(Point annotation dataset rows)
-- START --

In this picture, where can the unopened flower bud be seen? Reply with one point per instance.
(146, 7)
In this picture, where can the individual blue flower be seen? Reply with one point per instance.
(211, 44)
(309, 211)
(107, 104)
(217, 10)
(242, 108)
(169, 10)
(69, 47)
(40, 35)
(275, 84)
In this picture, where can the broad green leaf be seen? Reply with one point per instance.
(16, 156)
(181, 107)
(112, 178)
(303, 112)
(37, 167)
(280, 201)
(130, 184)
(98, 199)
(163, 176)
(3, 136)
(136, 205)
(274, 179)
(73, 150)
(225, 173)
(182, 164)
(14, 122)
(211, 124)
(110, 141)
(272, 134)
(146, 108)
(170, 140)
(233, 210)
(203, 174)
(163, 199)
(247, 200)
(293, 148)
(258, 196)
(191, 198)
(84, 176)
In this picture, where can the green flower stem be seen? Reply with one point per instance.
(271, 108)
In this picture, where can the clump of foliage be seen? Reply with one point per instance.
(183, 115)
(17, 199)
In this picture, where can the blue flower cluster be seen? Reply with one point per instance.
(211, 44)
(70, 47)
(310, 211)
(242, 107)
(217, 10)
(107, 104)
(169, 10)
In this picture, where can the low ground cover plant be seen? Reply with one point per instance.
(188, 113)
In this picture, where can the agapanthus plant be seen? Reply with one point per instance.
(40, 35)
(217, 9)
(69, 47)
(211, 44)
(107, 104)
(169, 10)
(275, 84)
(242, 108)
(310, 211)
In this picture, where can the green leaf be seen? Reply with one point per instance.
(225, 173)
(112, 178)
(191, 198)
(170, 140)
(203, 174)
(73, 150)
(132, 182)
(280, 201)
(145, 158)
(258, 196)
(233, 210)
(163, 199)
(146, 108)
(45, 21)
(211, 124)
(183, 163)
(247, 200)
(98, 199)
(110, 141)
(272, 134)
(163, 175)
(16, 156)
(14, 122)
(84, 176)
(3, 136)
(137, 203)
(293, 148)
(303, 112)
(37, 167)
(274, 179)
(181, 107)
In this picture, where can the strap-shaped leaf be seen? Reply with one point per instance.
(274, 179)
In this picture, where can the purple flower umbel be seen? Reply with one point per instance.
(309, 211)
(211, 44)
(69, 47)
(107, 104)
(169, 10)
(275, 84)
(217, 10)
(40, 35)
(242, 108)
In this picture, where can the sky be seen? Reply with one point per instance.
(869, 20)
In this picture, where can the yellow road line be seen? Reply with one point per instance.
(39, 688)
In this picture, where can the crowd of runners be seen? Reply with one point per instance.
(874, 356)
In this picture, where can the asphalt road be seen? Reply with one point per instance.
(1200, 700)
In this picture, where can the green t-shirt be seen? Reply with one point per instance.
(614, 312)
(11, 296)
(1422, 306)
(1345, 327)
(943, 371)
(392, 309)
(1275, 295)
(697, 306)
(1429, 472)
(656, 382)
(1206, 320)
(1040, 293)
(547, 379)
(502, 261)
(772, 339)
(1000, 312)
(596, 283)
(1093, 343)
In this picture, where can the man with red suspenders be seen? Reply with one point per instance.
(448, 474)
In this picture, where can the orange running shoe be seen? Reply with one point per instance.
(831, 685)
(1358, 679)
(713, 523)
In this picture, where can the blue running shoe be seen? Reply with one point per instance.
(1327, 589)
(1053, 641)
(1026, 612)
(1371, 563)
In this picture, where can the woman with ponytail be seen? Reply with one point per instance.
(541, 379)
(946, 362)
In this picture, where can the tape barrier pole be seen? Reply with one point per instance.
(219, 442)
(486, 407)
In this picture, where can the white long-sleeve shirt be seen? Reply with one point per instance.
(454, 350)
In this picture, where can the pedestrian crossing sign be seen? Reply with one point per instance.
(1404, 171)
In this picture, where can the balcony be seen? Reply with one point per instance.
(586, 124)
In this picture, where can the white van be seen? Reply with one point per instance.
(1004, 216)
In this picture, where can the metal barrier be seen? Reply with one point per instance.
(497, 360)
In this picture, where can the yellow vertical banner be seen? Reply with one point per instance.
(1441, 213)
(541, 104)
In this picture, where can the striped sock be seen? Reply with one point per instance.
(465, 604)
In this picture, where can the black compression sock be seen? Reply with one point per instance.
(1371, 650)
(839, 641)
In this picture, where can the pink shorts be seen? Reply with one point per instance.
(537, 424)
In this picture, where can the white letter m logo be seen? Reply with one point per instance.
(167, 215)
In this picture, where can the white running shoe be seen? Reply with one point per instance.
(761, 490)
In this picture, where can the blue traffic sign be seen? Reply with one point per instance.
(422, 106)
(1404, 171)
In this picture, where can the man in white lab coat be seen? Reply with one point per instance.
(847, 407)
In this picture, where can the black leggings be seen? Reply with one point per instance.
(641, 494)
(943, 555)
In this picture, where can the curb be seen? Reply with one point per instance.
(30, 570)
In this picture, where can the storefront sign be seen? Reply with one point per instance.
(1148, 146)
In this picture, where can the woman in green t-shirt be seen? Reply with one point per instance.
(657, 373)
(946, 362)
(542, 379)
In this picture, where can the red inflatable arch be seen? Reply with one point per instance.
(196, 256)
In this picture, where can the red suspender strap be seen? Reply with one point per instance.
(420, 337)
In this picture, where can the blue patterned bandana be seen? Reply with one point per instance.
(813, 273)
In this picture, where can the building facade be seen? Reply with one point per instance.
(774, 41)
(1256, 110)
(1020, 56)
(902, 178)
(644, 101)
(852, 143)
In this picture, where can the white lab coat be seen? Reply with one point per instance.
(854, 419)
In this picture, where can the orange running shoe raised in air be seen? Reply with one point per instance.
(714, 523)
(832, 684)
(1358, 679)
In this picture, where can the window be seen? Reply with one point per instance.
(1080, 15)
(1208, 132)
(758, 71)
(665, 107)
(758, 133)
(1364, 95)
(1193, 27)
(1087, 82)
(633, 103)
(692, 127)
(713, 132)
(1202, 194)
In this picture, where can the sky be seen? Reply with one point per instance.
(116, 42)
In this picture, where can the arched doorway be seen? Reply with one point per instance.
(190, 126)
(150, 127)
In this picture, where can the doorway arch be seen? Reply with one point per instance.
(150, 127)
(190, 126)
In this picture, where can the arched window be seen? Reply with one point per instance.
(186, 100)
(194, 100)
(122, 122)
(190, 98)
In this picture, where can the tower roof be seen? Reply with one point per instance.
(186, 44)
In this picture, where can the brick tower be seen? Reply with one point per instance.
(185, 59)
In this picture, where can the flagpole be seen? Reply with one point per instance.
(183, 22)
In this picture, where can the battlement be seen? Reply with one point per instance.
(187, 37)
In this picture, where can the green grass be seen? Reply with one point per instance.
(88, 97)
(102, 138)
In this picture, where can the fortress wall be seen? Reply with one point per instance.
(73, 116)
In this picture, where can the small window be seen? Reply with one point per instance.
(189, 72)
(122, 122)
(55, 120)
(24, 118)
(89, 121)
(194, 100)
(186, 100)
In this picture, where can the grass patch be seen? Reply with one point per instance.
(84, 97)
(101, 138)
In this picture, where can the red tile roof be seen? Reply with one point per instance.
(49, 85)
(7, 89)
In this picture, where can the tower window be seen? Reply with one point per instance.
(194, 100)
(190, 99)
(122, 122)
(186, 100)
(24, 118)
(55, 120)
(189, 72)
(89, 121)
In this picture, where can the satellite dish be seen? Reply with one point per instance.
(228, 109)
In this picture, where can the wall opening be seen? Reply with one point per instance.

-- END --

## EXERCISE TASK:
Could you render all of the rows above as a Markdown table with the columns "Number" and "Line", leaving out any blank lines?

## EXERCISE OUTPUT:
| Number | Line |
|---|---|
| 1 | In this picture, where can the unopened flower bud be seen? Reply with one point per instance. |
| 2 | (146, 7) |
| 3 | In this picture, where can the individual blue flower be seen? Reply with one point per instance. |
| 4 | (211, 44) |
| 5 | (309, 211) |
| 6 | (107, 104) |
| 7 | (217, 10) |
| 8 | (242, 108) |
| 9 | (169, 10) |
| 10 | (69, 47) |
| 11 | (40, 35) |
| 12 | (275, 84) |
| 13 | In this picture, where can the broad green leaf be seen? Reply with one point per instance. |
| 14 | (16, 156) |
| 15 | (181, 107) |
| 16 | (112, 178) |
| 17 | (303, 112) |
| 18 | (37, 167) |
| 19 | (280, 201) |
| 20 | (130, 184) |
| 21 | (98, 199) |
| 22 | (163, 176) |
| 23 | (3, 136) |
| 24 | (136, 205) |
| 25 | (274, 179) |
| 26 | (73, 150) |
| 27 | (225, 173) |
| 28 | (182, 164) |
| 29 | (14, 122) |
| 30 | (211, 124) |
| 31 | (110, 141) |
| 32 | (272, 134) |
| 33 | (146, 108) |
| 34 | (170, 140) |
| 35 | (233, 210) |
| 36 | (203, 174) |
| 37 | (163, 199) |
| 38 | (247, 200) |
| 39 | (293, 148) |
| 40 | (258, 196) |
| 41 | (191, 198) |
| 42 | (84, 176) |
| 43 | In this picture, where can the green flower stem be seen? Reply with one point per instance. |
| 44 | (271, 108) |
| 45 | In this picture, where can the clump of foliage be seen? Reply with one point per instance. |
| 46 | (183, 115) |
| 47 | (17, 199) |
| 48 | In this picture, where can the blue flower cluster be seen? Reply with one point per instance. |
| 49 | (211, 44) |
| 50 | (70, 47) |
| 51 | (310, 211) |
| 52 | (242, 107) |
| 53 | (217, 10) |
| 54 | (107, 104) |
| 55 | (169, 10) |
| 56 | In this picture, where can the low ground cover plant be seen? Reply with one point per instance. |
| 57 | (188, 113) |
| 58 | In this picture, where can the agapanthus plant be seen? Reply with one point per instance. |
| 59 | (40, 35) |
| 60 | (217, 9) |
| 61 | (69, 47) |
| 62 | (211, 44) |
| 63 | (107, 104) |
| 64 | (169, 10) |
| 65 | (275, 84) |
| 66 | (242, 108) |
| 67 | (310, 211) |
| 68 | In this picture, where can the green leaf be seen? Reply with one point per instance. |
| 69 | (225, 173) |
| 70 | (112, 178) |
| 71 | (191, 198) |
| 72 | (170, 140) |
| 73 | (203, 174) |
| 74 | (73, 150) |
| 75 | (132, 182) |
| 76 | (280, 201) |
| 77 | (145, 158) |
| 78 | (258, 196) |
| 79 | (233, 210) |
| 80 | (163, 199) |
| 81 | (146, 108) |
| 82 | (45, 21) |
| 83 | (211, 124) |
| 84 | (183, 163) |
| 85 | (247, 200) |
| 86 | (98, 199) |
| 87 | (110, 141) |
| 88 | (272, 134) |
| 89 | (163, 175) |
| 90 | (16, 156) |
| 91 | (14, 122) |
| 92 | (84, 176) |
| 93 | (3, 136) |
| 94 | (137, 203) |
| 95 | (293, 148) |
| 96 | (303, 112) |
| 97 | (37, 167) |
| 98 | (274, 179) |
| 99 | (181, 107) |
| 100 | In this picture, where can the strap-shaped leaf be seen? Reply with one point per instance. |
| 101 | (274, 179) |
| 102 | In this picture, where can the purple flower umbel be seen? Reply with one point per instance. |
| 103 | (309, 211) |
| 104 | (211, 44) |
| 105 | (69, 47) |
| 106 | (107, 104) |
| 107 | (169, 10) |
| 108 | (275, 84) |
| 109 | (217, 10) |
| 110 | (40, 35) |
| 111 | (242, 108) |
| 112 | In this picture, where can the sky be seen? Reply with one point per instance. |
| 113 | (869, 20) |
| 114 | In this picture, where can the yellow road line be seen? Reply with one point per instance. |
| 115 | (39, 688) |
| 116 | In this picture, where can the crowd of runners be seen? Reply with one point per instance. |
| 117 | (874, 356) |
| 118 | In this picture, where can the asphalt road be seen? Reply with one point per instance. |
| 119 | (1200, 700) |
| 120 | In this picture, where can the green t-shirt be seen? Reply with one point per instance. |
| 121 | (614, 312) |
| 122 | (11, 296) |
| 123 | (1422, 306) |
| 124 | (1345, 327) |
| 125 | (943, 371) |
| 126 | (392, 309) |
| 127 | (1275, 295) |
| 128 | (697, 306) |
| 129 | (1429, 472) |
| 130 | (656, 382) |
| 131 | (1206, 320) |
| 132 | (1040, 293) |
| 133 | (547, 379) |
| 134 | (502, 261) |
| 135 | (772, 339) |
| 136 | (1000, 312) |
| 137 | (596, 283) |
| 138 | (1093, 343) |
| 139 | In this picture, where can the man with red suspenders be seen? Reply with one point per instance. |
| 140 | (448, 474) |
| 141 | In this picture, where can the orange running shoe be seen? Reply with one point per instance. |
| 142 | (831, 685) |
| 143 | (1358, 679) |
| 144 | (713, 523) |
| 145 | In this picture, where can the blue running shoe be seen? Reply with one point per instance. |
| 146 | (1327, 589) |
| 147 | (1053, 641) |
| 148 | (1026, 612) |
| 149 | (1371, 563) |
| 150 | In this picture, where can the woman with ponytail be seen? Reply with one point per instance. |
| 151 | (541, 379) |
| 152 | (946, 362) |
| 153 | In this picture, where can the tape barrier pole be seen? Reply with one point per instance. |
| 154 | (219, 442) |
| 155 | (486, 407) |
| 156 | In this picture, where can the white long-sleeve shirt be seen? Reply with one point per instance. |
| 157 | (454, 350) |
| 158 | In this picture, where can the pedestrian crossing sign be seen? Reply with one point per instance. |
| 159 | (1404, 171) |
| 160 | In this picture, where can the balcony be seen? Reply with one point per instance. |
| 161 | (586, 124) |
| 162 | In this picture, where can the white van be seen? Reply with one point per instance. |
| 163 | (1004, 216) |
| 164 | In this picture, where can the metal barrier be seen? Reply with one point per instance. |
| 165 | (497, 360) |
| 166 | In this picture, where can the yellow vertical banner be seen? Reply with one point per instance. |
| 167 | (1441, 213) |
| 168 | (541, 104) |
| 169 | In this picture, where can the striped sock be seen? Reply with one point per instance. |
| 170 | (465, 604) |
| 171 | In this picture, where can the black compression sock be seen? Reply with one point per instance. |
| 172 | (1371, 650) |
| 173 | (839, 641) |
| 174 | In this picture, where can the pink shorts be seen? Reply with one point per instance. |
| 175 | (537, 424) |
| 176 | In this picture, where can the white letter m logo be seen? Reply with one point per instance. |
| 177 | (167, 215) |
| 178 | In this picture, where can the white running shoe be seen? Reply with one point per instance. |
| 179 | (761, 490) |
| 180 | In this picture, where can the blue traffic sign be seen? Reply with one point per instance. |
| 181 | (422, 106) |
| 182 | (1404, 171) |
| 183 | In this picture, where can the man in white lab coat be seen? Reply with one point per instance. |
| 184 | (847, 407) |
| 185 | In this picture, where can the black leggings be seen? Reply with one point per instance. |
| 186 | (641, 494) |
| 187 | (943, 555) |
| 188 | In this picture, where can the curb be seen? Reply with one point per instance. |
| 189 | (30, 570) |
| 190 | In this picture, where can the storefront sign be seen? Reply with one point per instance. |
| 191 | (1148, 146) |
| 192 | In this picture, where can the woman in green t-shirt be seen? Reply with one point per instance. |
| 193 | (657, 373) |
| 194 | (946, 362) |
| 195 | (542, 379) |
| 196 | In this picture, where can the red inflatable arch be seen? Reply with one point per instance. |
| 197 | (196, 256) |
| 198 | In this picture, where can the red suspender strap be seen? Reply with one point per instance. |
| 199 | (420, 337) |
| 200 | In this picture, where can the blue patterned bandana be seen? Reply with one point per instance. |
| 201 | (813, 273) |
| 202 | In this picture, where can the building facade be seen? Reply with one point per instance. |
| 203 | (774, 41) |
| 204 | (1256, 110) |
| 205 | (1020, 56) |
| 206 | (902, 178) |
| 207 | (644, 101) |
| 208 | (852, 143) |
| 209 | In this picture, where can the white lab coat be seen? Reply with one point per instance. |
| 210 | (854, 419) |
| 211 | In this picture, where can the orange running shoe raised in air be seen? Reply with one point per instance. |
| 212 | (714, 523) |
| 213 | (832, 684) |
| 214 | (1358, 679) |
| 215 | In this picture, where can the window be seen? Reply with one point per instance. |
| 216 | (1080, 15) |
| 217 | (1208, 132) |
| 218 | (758, 71) |
| 219 | (665, 107) |
| 220 | (758, 133) |
| 221 | (1364, 95) |
| 222 | (1193, 27) |
| 223 | (1087, 82) |
| 224 | (633, 103) |
| 225 | (692, 127) |
| 226 | (713, 132) |
| 227 | (1202, 194) |
| 228 | In this picture, where can the sky be seen? Reply with one point per instance. |
| 229 | (116, 42) |
| 230 | In this picture, where can the arched doorway be seen? Reply with one point per instance. |
| 231 | (190, 126) |
| 232 | (150, 127) |
| 233 | In this picture, where can the doorway arch be seen? Reply with one point per instance. |
| 234 | (150, 127) |
| 235 | (190, 126) |
| 236 | In this picture, where can the arched window be seen? Reply with one point per instance. |
| 237 | (186, 100) |
| 238 | (194, 100) |
| 239 | (122, 122) |
| 240 | (190, 98) |
| 241 | In this picture, where can the tower roof be seen? Reply with one point per instance. |
| 242 | (186, 44) |
| 243 | In this picture, where can the brick tower be seen? Reply with one point per instance. |
| 244 | (185, 59) |
| 245 | In this picture, where can the flagpole be seen? Reply with one point per instance. |
| 246 | (183, 22) |
| 247 | In this picture, where can the battlement be seen? Reply with one point per instance. |
| 248 | (187, 37) |
| 249 | In this picture, where can the green grass be seen? Reply with one point per instance. |
| 250 | (88, 97) |
| 251 | (102, 138) |
| 252 | In this picture, where can the fortress wall be seen? Reply with one point per instance. |
| 253 | (73, 116) |
| 254 | In this picture, where can the small window be seen? Reply with one point per instance. |
| 255 | (189, 72) |
| 256 | (122, 122) |
| 257 | (55, 120) |
| 258 | (24, 118) |
| 259 | (89, 121) |
| 260 | (194, 100) |
| 261 | (186, 100) |
| 262 | In this picture, where can the grass patch be seen? Reply with one point per instance. |
| 263 | (84, 97) |
| 264 | (101, 138) |
| 265 | In this picture, where can the red tile roof be seen? Reply with one point per instance. |
| 266 | (49, 85) |
| 267 | (7, 89) |
| 268 | In this picture, where can the tower window be seen? Reply with one point per instance. |
| 269 | (194, 100) |
| 270 | (190, 99) |
| 271 | (122, 122) |
| 272 | (186, 100) |
| 273 | (24, 118) |
| 274 | (55, 120) |
| 275 | (189, 72) |
| 276 | (89, 121) |
| 277 | In this picture, where can the satellite dish be seen? Reply with one point per instance. |
| 278 | (228, 109) |
| 279 | In this picture, where can the wall opening be seen? Reply with one point per instance. |